__Supplied records__.

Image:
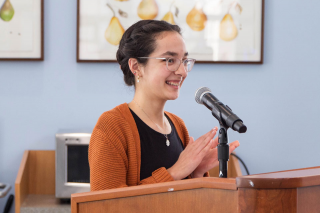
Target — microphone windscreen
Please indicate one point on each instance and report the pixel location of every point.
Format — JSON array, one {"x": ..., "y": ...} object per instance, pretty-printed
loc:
[{"x": 201, "y": 91}]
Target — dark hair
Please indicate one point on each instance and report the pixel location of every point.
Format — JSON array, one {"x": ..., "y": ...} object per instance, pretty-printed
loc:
[{"x": 139, "y": 40}]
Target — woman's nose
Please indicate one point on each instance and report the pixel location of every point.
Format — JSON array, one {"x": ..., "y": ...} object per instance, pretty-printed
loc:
[{"x": 181, "y": 71}]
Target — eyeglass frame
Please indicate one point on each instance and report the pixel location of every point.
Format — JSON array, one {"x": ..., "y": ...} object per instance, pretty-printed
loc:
[{"x": 181, "y": 61}]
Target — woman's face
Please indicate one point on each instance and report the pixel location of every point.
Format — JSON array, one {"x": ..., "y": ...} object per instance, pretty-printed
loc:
[{"x": 156, "y": 80}]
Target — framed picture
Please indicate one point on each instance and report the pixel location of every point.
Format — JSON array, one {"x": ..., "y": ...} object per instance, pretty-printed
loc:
[
  {"x": 21, "y": 34},
  {"x": 215, "y": 31}
]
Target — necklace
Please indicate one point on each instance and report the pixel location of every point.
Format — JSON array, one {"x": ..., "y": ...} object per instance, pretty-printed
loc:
[{"x": 165, "y": 135}]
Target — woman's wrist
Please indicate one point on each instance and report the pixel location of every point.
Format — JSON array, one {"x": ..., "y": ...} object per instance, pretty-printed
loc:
[
  {"x": 174, "y": 174},
  {"x": 196, "y": 174}
]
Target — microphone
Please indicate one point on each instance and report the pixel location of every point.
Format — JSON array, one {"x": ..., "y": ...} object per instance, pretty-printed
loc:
[{"x": 221, "y": 112}]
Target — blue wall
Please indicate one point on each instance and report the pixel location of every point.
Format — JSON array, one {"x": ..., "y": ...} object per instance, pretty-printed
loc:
[{"x": 279, "y": 100}]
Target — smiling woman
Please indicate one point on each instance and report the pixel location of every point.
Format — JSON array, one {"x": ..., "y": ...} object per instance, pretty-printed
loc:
[{"x": 139, "y": 143}]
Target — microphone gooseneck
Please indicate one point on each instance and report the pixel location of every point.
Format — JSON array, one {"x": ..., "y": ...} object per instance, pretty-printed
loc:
[
  {"x": 221, "y": 112},
  {"x": 227, "y": 119}
]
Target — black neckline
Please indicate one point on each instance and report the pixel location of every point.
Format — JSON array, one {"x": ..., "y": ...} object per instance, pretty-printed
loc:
[{"x": 170, "y": 134}]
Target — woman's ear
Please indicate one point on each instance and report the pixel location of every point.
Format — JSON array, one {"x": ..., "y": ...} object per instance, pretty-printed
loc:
[{"x": 134, "y": 66}]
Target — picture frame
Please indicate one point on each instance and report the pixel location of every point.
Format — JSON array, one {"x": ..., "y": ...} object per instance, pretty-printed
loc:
[
  {"x": 215, "y": 31},
  {"x": 22, "y": 29}
]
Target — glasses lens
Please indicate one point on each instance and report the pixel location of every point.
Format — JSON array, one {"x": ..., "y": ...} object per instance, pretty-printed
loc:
[
  {"x": 188, "y": 64},
  {"x": 173, "y": 64}
]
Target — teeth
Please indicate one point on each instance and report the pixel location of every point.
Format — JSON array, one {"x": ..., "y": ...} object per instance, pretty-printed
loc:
[{"x": 173, "y": 84}]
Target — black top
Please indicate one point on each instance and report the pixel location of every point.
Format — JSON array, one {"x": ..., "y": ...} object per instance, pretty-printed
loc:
[{"x": 154, "y": 151}]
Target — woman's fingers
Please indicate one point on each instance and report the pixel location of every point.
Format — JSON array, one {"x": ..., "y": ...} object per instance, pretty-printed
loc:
[
  {"x": 215, "y": 143},
  {"x": 191, "y": 140},
  {"x": 233, "y": 146}
]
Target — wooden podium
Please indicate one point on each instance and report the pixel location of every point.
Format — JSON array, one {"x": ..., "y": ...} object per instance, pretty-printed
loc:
[{"x": 286, "y": 191}]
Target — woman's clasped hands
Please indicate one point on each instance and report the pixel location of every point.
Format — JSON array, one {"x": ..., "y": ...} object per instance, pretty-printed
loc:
[{"x": 199, "y": 156}]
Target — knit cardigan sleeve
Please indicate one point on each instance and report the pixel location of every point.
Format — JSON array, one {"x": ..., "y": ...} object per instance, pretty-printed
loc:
[{"x": 108, "y": 156}]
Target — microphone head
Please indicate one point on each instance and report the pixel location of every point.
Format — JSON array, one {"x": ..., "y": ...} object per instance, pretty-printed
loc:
[{"x": 200, "y": 92}]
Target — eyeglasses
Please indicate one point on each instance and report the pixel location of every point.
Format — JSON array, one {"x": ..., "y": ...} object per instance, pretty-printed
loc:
[{"x": 173, "y": 63}]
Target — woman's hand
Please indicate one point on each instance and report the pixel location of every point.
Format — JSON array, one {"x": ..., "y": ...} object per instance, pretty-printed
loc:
[
  {"x": 210, "y": 160},
  {"x": 192, "y": 156}
]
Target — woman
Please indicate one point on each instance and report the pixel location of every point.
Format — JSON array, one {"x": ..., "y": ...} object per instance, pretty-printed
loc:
[{"x": 139, "y": 143}]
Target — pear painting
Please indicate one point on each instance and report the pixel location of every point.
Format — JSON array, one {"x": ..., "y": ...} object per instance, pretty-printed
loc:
[
  {"x": 114, "y": 32},
  {"x": 196, "y": 19},
  {"x": 148, "y": 9},
  {"x": 168, "y": 17},
  {"x": 7, "y": 11},
  {"x": 228, "y": 29}
]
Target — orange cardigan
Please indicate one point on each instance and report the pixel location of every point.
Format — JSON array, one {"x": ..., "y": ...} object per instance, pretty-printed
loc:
[{"x": 115, "y": 154}]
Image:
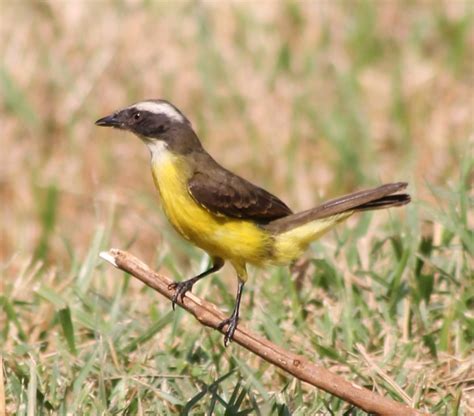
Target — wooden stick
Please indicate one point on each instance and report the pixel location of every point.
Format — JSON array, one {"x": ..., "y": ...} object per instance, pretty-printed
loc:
[{"x": 296, "y": 365}]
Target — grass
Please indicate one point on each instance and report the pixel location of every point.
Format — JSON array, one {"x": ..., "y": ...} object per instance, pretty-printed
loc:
[{"x": 308, "y": 99}]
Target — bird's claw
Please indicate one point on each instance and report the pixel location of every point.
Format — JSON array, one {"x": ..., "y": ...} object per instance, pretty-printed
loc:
[
  {"x": 180, "y": 290},
  {"x": 229, "y": 333}
]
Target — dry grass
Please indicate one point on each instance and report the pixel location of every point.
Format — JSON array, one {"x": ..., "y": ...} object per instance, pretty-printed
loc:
[{"x": 309, "y": 99}]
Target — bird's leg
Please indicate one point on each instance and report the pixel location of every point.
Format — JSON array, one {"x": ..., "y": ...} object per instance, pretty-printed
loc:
[
  {"x": 182, "y": 287},
  {"x": 233, "y": 320}
]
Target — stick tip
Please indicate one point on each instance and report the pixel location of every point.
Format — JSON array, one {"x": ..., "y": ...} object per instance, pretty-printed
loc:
[{"x": 109, "y": 257}]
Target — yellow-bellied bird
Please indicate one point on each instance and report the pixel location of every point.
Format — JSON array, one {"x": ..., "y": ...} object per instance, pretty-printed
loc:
[{"x": 223, "y": 214}]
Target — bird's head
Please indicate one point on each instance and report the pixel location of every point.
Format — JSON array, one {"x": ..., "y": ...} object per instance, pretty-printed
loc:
[{"x": 157, "y": 123}]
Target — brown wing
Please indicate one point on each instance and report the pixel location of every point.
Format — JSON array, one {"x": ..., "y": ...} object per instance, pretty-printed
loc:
[{"x": 224, "y": 193}]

__Do this__.
Retype all entries exactly as they appear, dropping the images.

__Task answer__.
Image:
Target — microphone windscreen
Please indicate one point on each instance and report the pixel location of every point.
Format — JSON array, one {"x": ..., "y": ...} object per instance, pretty-printed
loc:
[{"x": 201, "y": 91}]
Target — dark hair
Please indicate one point on each instance and report the pixel location of every point.
Format — JSON array, one {"x": ..., "y": ...} object per instance, pretty-printed
loc:
[{"x": 139, "y": 40}]
Target — woman's nose
Please indicate one point on each instance and report the pixel location of every point.
Format — JSON array, one {"x": ..., "y": ...} object per instance, pretty-printed
loc:
[{"x": 181, "y": 71}]
Target — eyeglass frame
Please indicate one point on each instance and report the pixel location of every point.
Format — JSON array, one {"x": ..., "y": ...} object per instance, pretty-printed
loc:
[{"x": 181, "y": 61}]
Target — woman's face
Please indicate one point on each instance and report the pixel location of every point.
Format — JSON array, one {"x": ..., "y": ...} object per instance, pretty-printed
loc:
[{"x": 156, "y": 80}]
Target — framed picture
Please indicate one point on each instance and report the pixel location of every point.
Format — JSON array, one {"x": ..., "y": ...} object per instance, pretty-printed
loc:
[
  {"x": 21, "y": 34},
  {"x": 215, "y": 31}
]
Target — necklace
Please indicate one point on each instance and report the pixel location of every point.
Format — JSON array, one {"x": ..., "y": ...} object per instance, pretty-printed
loc:
[{"x": 165, "y": 135}]
Target — woman's wrist
Please indicate one point on each instance and report the pixel location of every point.
Format — JSON array, one {"x": ..., "y": ...} object per instance, pretty-printed
loc:
[
  {"x": 174, "y": 174},
  {"x": 196, "y": 174}
]
Target — microphone
Please indicate one point on each instance and report the pixel location of every point.
Format — JSON array, one {"x": ..., "y": ...} object per instance, pretty-printed
loc:
[{"x": 221, "y": 112}]
Target — blue wall
Please indicate one point on each instance and report the pixel location of every point.
Format — JSON array, one {"x": ..., "y": ...} object per instance, pretty-printed
loc:
[{"x": 279, "y": 100}]
Target — smiling woman
Please indicate one point on each instance and report the pixel location of every point.
Format — JSON array, one {"x": ..., "y": ...} object per instance, pretty-printed
loc:
[{"x": 139, "y": 143}]
Target — microphone gooseneck
Please indicate one point on each instance and report the pixel location of every point.
Format — JSON array, one {"x": ..., "y": ...} object per instance, pretty-printed
loc:
[
  {"x": 221, "y": 112},
  {"x": 227, "y": 119}
]
Target — black neckline
Please indicate one point on each instance and report the pixel location of every point.
Format — JSON array, one {"x": ..., "y": ...} object per instance, pretty-printed
loc:
[{"x": 170, "y": 134}]
Target — woman's ear
Please indicate one point on each instance and report the pixel location of every point.
Format — JSON array, one {"x": ..., "y": ...} object per instance, pretty-printed
loc:
[{"x": 134, "y": 66}]
Target — picture frame
Please indicate one point on each instance and report the pixel location of every point.
Format — JSON array, one {"x": ..., "y": ...} object per instance, pretty-printed
loc:
[
  {"x": 215, "y": 31},
  {"x": 22, "y": 29}
]
Target — glasses lens
Please indicate one point on each instance and report the pixel location of every point.
Format — JSON array, one {"x": ..., "y": ...} object per instance, pretty-printed
loc:
[
  {"x": 188, "y": 64},
  {"x": 173, "y": 64}
]
Target — teeth
Please indicate one point on each instance and report the pixel location of every point.
Format — JSON array, one {"x": ..., "y": ...} object per instance, pretty-printed
loc:
[{"x": 173, "y": 84}]
Target — black top
Please indicate one point on each instance and report the pixel location of every point.
Format — JSON array, one {"x": ..., "y": ...} object per instance, pretty-printed
loc:
[{"x": 154, "y": 151}]
Target — woman's fingers
Please indicate one point on each instance and report the pixel location of every point.
Format — JSON array, one {"x": ..., "y": ...} object per instance, pretty-printed
loc:
[
  {"x": 215, "y": 143},
  {"x": 191, "y": 140},
  {"x": 233, "y": 146}
]
Target — wooden podium
Please indicate one point on each instance and report the pixel location of every point.
Format — JSON array, one {"x": ..., "y": ...} object per instance, pretty-printed
loc:
[{"x": 286, "y": 191}]
Target — woman's clasped hands
Please indicate one point on each instance and report the pixel location of every point.
Format — JSON array, one {"x": ..., "y": ...} object per instance, pretty-printed
loc:
[{"x": 199, "y": 156}]
Target — knit cardigan sleeve
Please indicate one point on each instance and report the pixel location of every point.
Format — JSON array, one {"x": ..., "y": ...} object per instance, pretty-printed
loc:
[{"x": 108, "y": 156}]
Target — microphone head
Please indicate one point on each instance and report the pixel location of every point.
Format — JSON array, one {"x": ..., "y": ...} object per instance, pretty-printed
loc:
[{"x": 200, "y": 92}]
Target — eyeglasses
Please indicate one point on each instance and report the pixel location of every point.
Format — JSON array, one {"x": ..., "y": ...} object per instance, pretty-printed
loc:
[{"x": 173, "y": 63}]
Target — woman's hand
Please indicate one point on each instance and report the pixel location of every point.
Format — JSON array, one {"x": ..., "y": ...} object per instance, pretty-printed
loc:
[
  {"x": 210, "y": 160},
  {"x": 192, "y": 156}
]
Target — woman
Please indicate one point on each instance and report the pixel location of every point.
Format — JSON array, one {"x": ..., "y": ...} object per instance, pretty-printed
loc:
[{"x": 139, "y": 143}]
Target — pear painting
Please indicate one point on each instance and report the pixel location of every point.
Format — JSON array, one {"x": ..., "y": ...} object per instance, pretty-printed
loc:
[
  {"x": 114, "y": 32},
  {"x": 196, "y": 19},
  {"x": 148, "y": 9},
  {"x": 168, "y": 17},
  {"x": 7, "y": 11},
  {"x": 228, "y": 29}
]
Target — orange cardigan
Please indicate one point on each instance and report the pixel location of every point.
Format — JSON array, one {"x": ..., "y": ...} object per instance, pretty-printed
loc:
[{"x": 115, "y": 154}]
Image:
Target — wooden stick
Please indicate one point on each instance and report the pixel location of every point.
Format — JSON array, one {"x": ..., "y": ...} object per instance, pretty-printed
loc:
[{"x": 296, "y": 365}]
Target — grass
Please indicate one point on each instance and report the pixel location of every point.
Format — JSON array, one {"x": ..., "y": ...} object per instance, pretty-printed
loc:
[{"x": 308, "y": 99}]
Target — bird's claw
Please indicate one point on each instance and report the pixel location of every point.
Format — JSON array, one {"x": ..., "y": ...} object per instance, pretty-printed
loc:
[
  {"x": 180, "y": 290},
  {"x": 229, "y": 333}
]
Target — dry grass
Please indicate one point on each instance and report the pixel location of every point.
Format — JSON array, one {"x": ..., "y": ...} object per instance, pretty-printed
loc:
[{"x": 309, "y": 99}]
Target — bird's leg
Please indicate one point on each instance and report the pixel location of every point.
Format — JSON array, one {"x": ..., "y": ...} object per instance, pretty-printed
loc:
[
  {"x": 182, "y": 287},
  {"x": 233, "y": 320}
]
Target — stick tip
Please indicate one point on each instance and report the pixel location of every point.
Format — JSON array, one {"x": ..., "y": ...} object per instance, pretty-printed
loc:
[{"x": 109, "y": 257}]
Target — yellow-bellied bird
Please indicate one point on each instance and report the pixel location of every point.
Format — JSON array, one {"x": ..., "y": ...} object per instance, pretty-printed
loc:
[{"x": 223, "y": 214}]
Target — bird's head
Please indicate one point on each instance and report the pixel location of every point.
Format — JSON array, one {"x": ..., "y": ...} object per instance, pretty-printed
loc:
[{"x": 157, "y": 123}]
Target — brown wing
Please indicate one point on each instance and report the pixel location of every point.
Format — JSON array, one {"x": ..., "y": ...} object per instance, pretty-printed
loc:
[{"x": 224, "y": 193}]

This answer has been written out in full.